- TASK GOAL: Omit all pictures, then repeat the listing exactly.

- SUPPLIED INFORMATION:
* * *

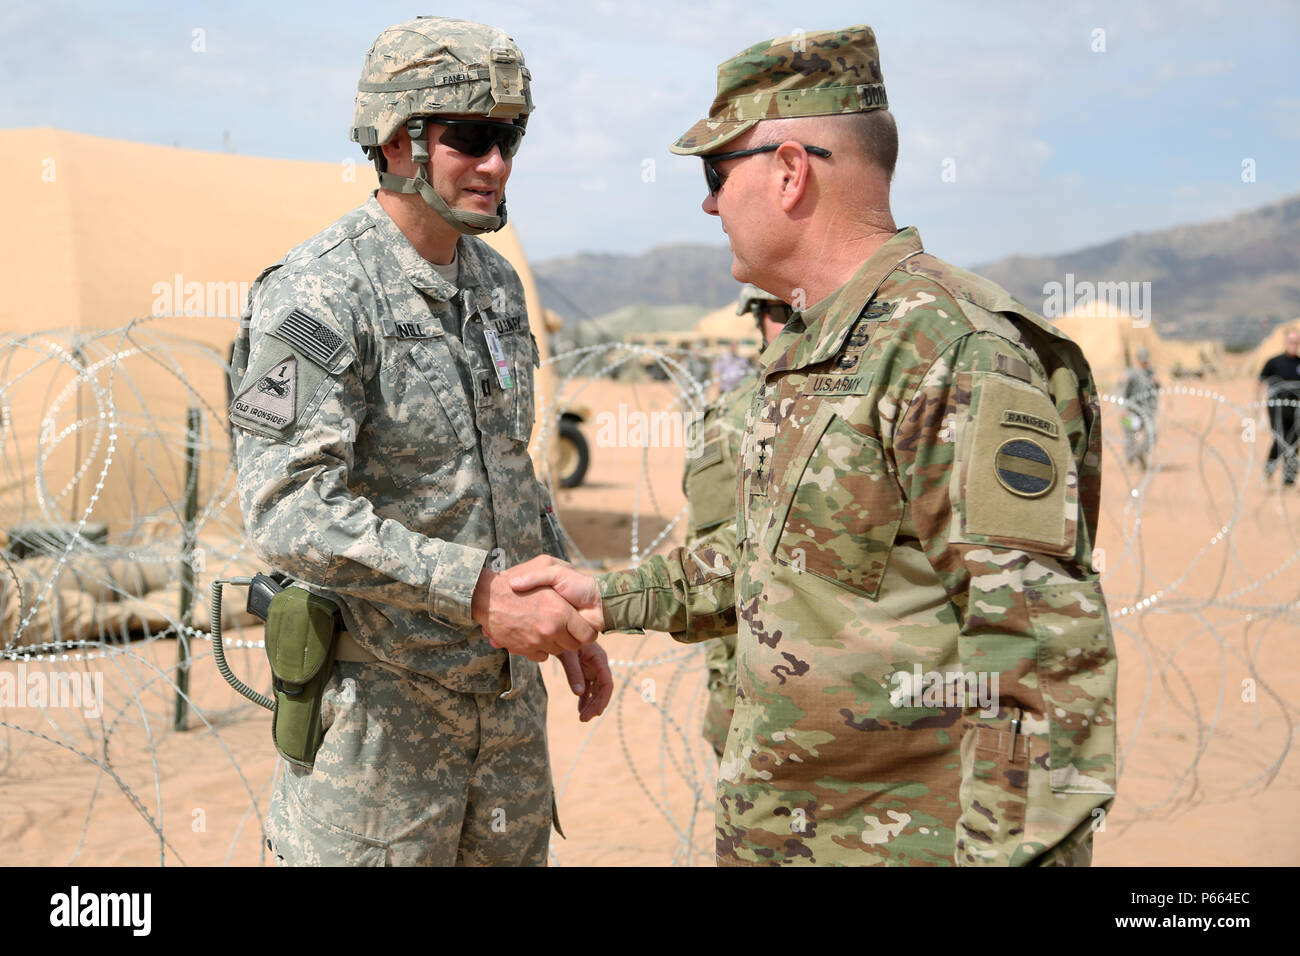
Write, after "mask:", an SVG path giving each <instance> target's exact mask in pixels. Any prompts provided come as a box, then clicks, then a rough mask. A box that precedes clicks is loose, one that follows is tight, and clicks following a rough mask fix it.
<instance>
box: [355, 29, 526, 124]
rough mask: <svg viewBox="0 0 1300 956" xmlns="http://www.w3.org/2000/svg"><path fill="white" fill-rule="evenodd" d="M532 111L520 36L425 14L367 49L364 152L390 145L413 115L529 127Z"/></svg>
mask: <svg viewBox="0 0 1300 956" xmlns="http://www.w3.org/2000/svg"><path fill="white" fill-rule="evenodd" d="M532 111H533V94H532V90H530V87H529V73H528V69H526V68H525V66H524V55H523V52H521V51H520V49H519V47H517V46H516V44H515V40H513V39H511V38H510V36H508V35H506V34H504V33H502V31H500V30H497V29H495V27H490V26H485V25H482V23H474V22H472V21H468V20H452V18H450V17H420V18H417V20H408V21H404V22H402V23H395V25H393V26H390V27H389V29H387V30H385V31H383V33H382V34H380V35H378V36H377V38H376V40H374V43H373V44H370V48H369V49H368V51H367V53H365V65H364V66H363V68H361V79H360V82H359V83H357V92H356V112H355V113H354V117H352V134H351V138H352V140H354V142H357V143H360V144H361V146H363V147H367V146H376V144H381V143H386V142H389V140H390V139H391V138H393V134H394V133H396V130H398V129H400V127H402V126H403V125H404V124H406V121H407V120H408V118H411V117H412V116H432V114H438V113H477V114H480V116H491V117H498V118H504V120H520V122H521V124H523V122H524V121H526V117H528V114H529V113H530V112H532ZM368 130H373V133H369V131H368Z"/></svg>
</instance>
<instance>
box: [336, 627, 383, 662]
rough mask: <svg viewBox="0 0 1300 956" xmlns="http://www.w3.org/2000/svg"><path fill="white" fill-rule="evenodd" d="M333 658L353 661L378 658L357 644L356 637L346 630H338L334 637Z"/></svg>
mask: <svg viewBox="0 0 1300 956" xmlns="http://www.w3.org/2000/svg"><path fill="white" fill-rule="evenodd" d="M334 659H335V661H351V662H354V663H368V662H370V661H378V659H380V658H377V657H376V656H374V654H372V653H370V652H369V650H367V649H365V648H363V646H361V645H360V644H357V643H356V639H355V637H352V635H350V633H348V632H347V631H339V632H338V637H335V639H334Z"/></svg>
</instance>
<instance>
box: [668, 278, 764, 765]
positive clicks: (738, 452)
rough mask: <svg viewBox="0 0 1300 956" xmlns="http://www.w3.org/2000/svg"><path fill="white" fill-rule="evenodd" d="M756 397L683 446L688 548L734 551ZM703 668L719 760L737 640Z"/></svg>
mask: <svg viewBox="0 0 1300 956" xmlns="http://www.w3.org/2000/svg"><path fill="white" fill-rule="evenodd" d="M761 295H764V297H766V295H767V294H766V293H761ZM742 298H744V294H742ZM757 393H758V376H757V375H750V376H749V377H746V378H745V381H744V382H741V385H740V386H738V388H736V389H733V390H731V392H728V393H725V394H723V395H720V397H719V398H718V399H716V401H714V402H712V403H711V405H710V406H708V407H707V408H705V414H703V416H702V418H701V420H699V423H698V429H699V436H698V438H695V437H694V436H693V437H692V441H690V442H688V447H698V449H699V455H697V457H694V458H688V459H686V472H685V475H684V476H682V481H681V484H682V490H684V492H685V494H686V505H688V506H689V509H690V518H689V525H688V531H686V546H688V548H698V546H699V545H701V544H703V542H705V541H710V540H716V541H718V542H719V546H720V548H722V549H723V550H727V551H733V550H735V549H736V484H737V463H738V462H740V446H741V438H742V437H744V434H745V418H746V415H748V414H749V406H750V403H751V402H753V401H754V395H755V394H757ZM693 427H695V425H693ZM705 663H706V666H707V669H708V704H707V706H706V709H705V727H703V735H705V740H707V741H708V744H710V745H711V747H712V748H714V750H715V752H716V753H718V757H719V760H720V758H722V756H723V747H724V745H725V743H727V728H728V727H729V726H731V718H732V710H733V709H735V706H736V635H735V633H728V635H725V636H724V637H718V639H716V640H711V641H708V643H707V644H706V646H705Z"/></svg>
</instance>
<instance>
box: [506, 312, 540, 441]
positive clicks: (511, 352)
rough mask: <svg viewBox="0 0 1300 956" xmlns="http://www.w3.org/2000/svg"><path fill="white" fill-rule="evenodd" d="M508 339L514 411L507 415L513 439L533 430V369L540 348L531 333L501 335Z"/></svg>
mask: <svg viewBox="0 0 1300 956" xmlns="http://www.w3.org/2000/svg"><path fill="white" fill-rule="evenodd" d="M503 338H504V339H506V341H507V342H510V345H508V346H507V347H508V354H510V355H511V358H512V365H513V375H515V388H513V389H512V392H513V393H515V394H513V406H515V407H513V414H512V415H511V418H510V437H511V438H513V440H515V441H528V440H529V438H530V437H532V434H533V416H534V415H536V414H537V407H536V405H537V398H536V395H534V394H533V378H534V376H533V372H534V369H536V368H537V367H538V365H541V352H539V351H538V349H537V339H534V338H533V333H530V332H529V333H528V334H521V333H515V334H512V336H504V337H503Z"/></svg>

* * *

- TASK OUTPUT:
Write, after "mask:", an SVG path giving each <instance> target's exact mask in pixels. Any prompts provided come as a box, then clicks, then a rough mask. A box that precedes clicks is loose, one that follows is tight, and clicks following a rough mask fix it.
<instance>
box: [355, 29, 526, 124]
rough mask: <svg viewBox="0 0 1300 956" xmlns="http://www.w3.org/2000/svg"><path fill="white" fill-rule="evenodd" d="M532 111L520 36L425 14L367 49L364 152L390 145L413 115L529 127Z"/></svg>
mask: <svg viewBox="0 0 1300 956" xmlns="http://www.w3.org/2000/svg"><path fill="white" fill-rule="evenodd" d="M532 111H533V94H532V90H530V87H529V73H528V69H526V68H525V66H524V55H523V52H521V51H520V49H519V47H517V46H516V44H515V40H513V39H511V38H510V36H508V35H506V34H504V33H502V31H500V30H497V29H495V27H490V26H485V25H482V23H474V22H472V21H468V20H452V18H450V17H420V18H417V20H408V21H404V22H402V23H395V25H393V26H390V27H389V29H387V30H385V31H383V33H382V34H380V35H378V36H377V38H376V40H374V43H373V44H370V48H369V49H368V51H367V53H365V65H364V66H363V68H361V79H360V82H359V83H357V92H356V112H355V113H354V117H352V134H351V138H352V140H354V142H357V143H360V144H361V146H363V147H367V146H376V144H381V143H386V142H389V140H390V139H391V138H393V134H394V133H396V130H398V129H400V127H402V126H403V125H404V124H406V121H407V120H408V118H411V117H412V116H432V114H438V113H477V114H480V116H491V117H498V118H504V120H520V122H521V124H523V122H524V121H526V117H528V114H529V113H530V112H532ZM368 130H373V133H369V131H368Z"/></svg>
</instance>
<instance>
box: [336, 627, 383, 662]
rough mask: <svg viewBox="0 0 1300 956" xmlns="http://www.w3.org/2000/svg"><path fill="white" fill-rule="evenodd" d="M333 658L353 661L378 658L357 644L356 637L346 630H338L334 637Z"/></svg>
mask: <svg viewBox="0 0 1300 956" xmlns="http://www.w3.org/2000/svg"><path fill="white" fill-rule="evenodd" d="M334 659H335V661H351V662H354V663H368V662H370V661H378V659H380V658H377V657H376V656H374V654H372V653H370V652H369V650H367V649H365V648H363V646H361V645H360V644H357V643H356V639H355V637H352V635H350V633H348V632H347V631H339V632H338V637H335V639H334Z"/></svg>
</instance>
<instance>
box: [668, 278, 764, 765]
positive clicks: (738, 452)
rough mask: <svg viewBox="0 0 1300 956" xmlns="http://www.w3.org/2000/svg"><path fill="white" fill-rule="evenodd" d="M756 397L683 446L688 548L734 551ZM703 668L719 760L737 640Z"/></svg>
mask: <svg viewBox="0 0 1300 956" xmlns="http://www.w3.org/2000/svg"><path fill="white" fill-rule="evenodd" d="M761 295H764V297H766V295H767V294H766V293H761ZM742 298H744V294H742ZM757 393H758V376H757V375H750V376H749V377H746V378H745V381H744V382H741V385H740V386H738V388H736V389H733V390H731V392H728V393H725V394H723V395H720V397H719V398H718V399H716V401H714V402H712V403H711V405H710V406H708V407H707V408H705V414H703V416H702V418H701V420H699V423H698V429H699V436H698V438H695V437H694V436H693V437H692V441H690V442H688V447H698V449H699V455H697V457H694V458H688V459H686V472H685V475H684V476H682V481H681V484H682V490H684V492H685V494H686V505H688V506H689V509H690V518H689V525H688V531H686V546H688V548H698V546H699V545H701V544H703V542H705V541H710V540H716V541H718V542H719V546H720V548H722V549H723V550H727V551H733V550H735V549H736V484H737V463H738V462H740V446H741V438H742V437H744V434H745V418H746V415H748V414H749V406H750V403H751V402H753V401H754V395H755V394H757ZM693 427H695V425H693ZM705 663H706V666H707V669H708V704H707V706H706V709H705V727H703V735H705V740H707V741H708V744H710V745H711V747H712V748H714V750H715V752H716V753H718V757H719V760H720V758H722V756H723V747H724V745H725V743H727V728H728V727H729V726H731V718H732V710H733V709H735V706H736V635H735V633H728V635H725V636H724V637H718V639H716V640H711V641H708V643H707V644H706V646H705Z"/></svg>
</instance>
<instance>
box: [506, 312, 540, 441]
positive clicks: (511, 352)
rough mask: <svg viewBox="0 0 1300 956" xmlns="http://www.w3.org/2000/svg"><path fill="white" fill-rule="evenodd" d="M508 339L514 411L507 415L513 439L533 430V369L540 348L531 333L501 335Z"/></svg>
mask: <svg viewBox="0 0 1300 956" xmlns="http://www.w3.org/2000/svg"><path fill="white" fill-rule="evenodd" d="M503 338H504V339H506V341H507V342H510V345H508V346H507V347H508V354H510V355H511V358H512V365H513V375H515V388H513V389H512V392H513V393H515V394H513V406H515V407H513V414H512V415H511V418H510V437H511V438H513V440H515V441H528V440H529V438H530V437H532V434H533V416H534V415H536V414H537V407H536V405H537V398H536V395H534V394H533V378H534V376H533V372H534V369H536V368H537V367H538V365H541V352H539V351H538V349H537V339H534V338H533V333H530V332H529V333H528V334H521V333H515V334H512V336H504V337H503Z"/></svg>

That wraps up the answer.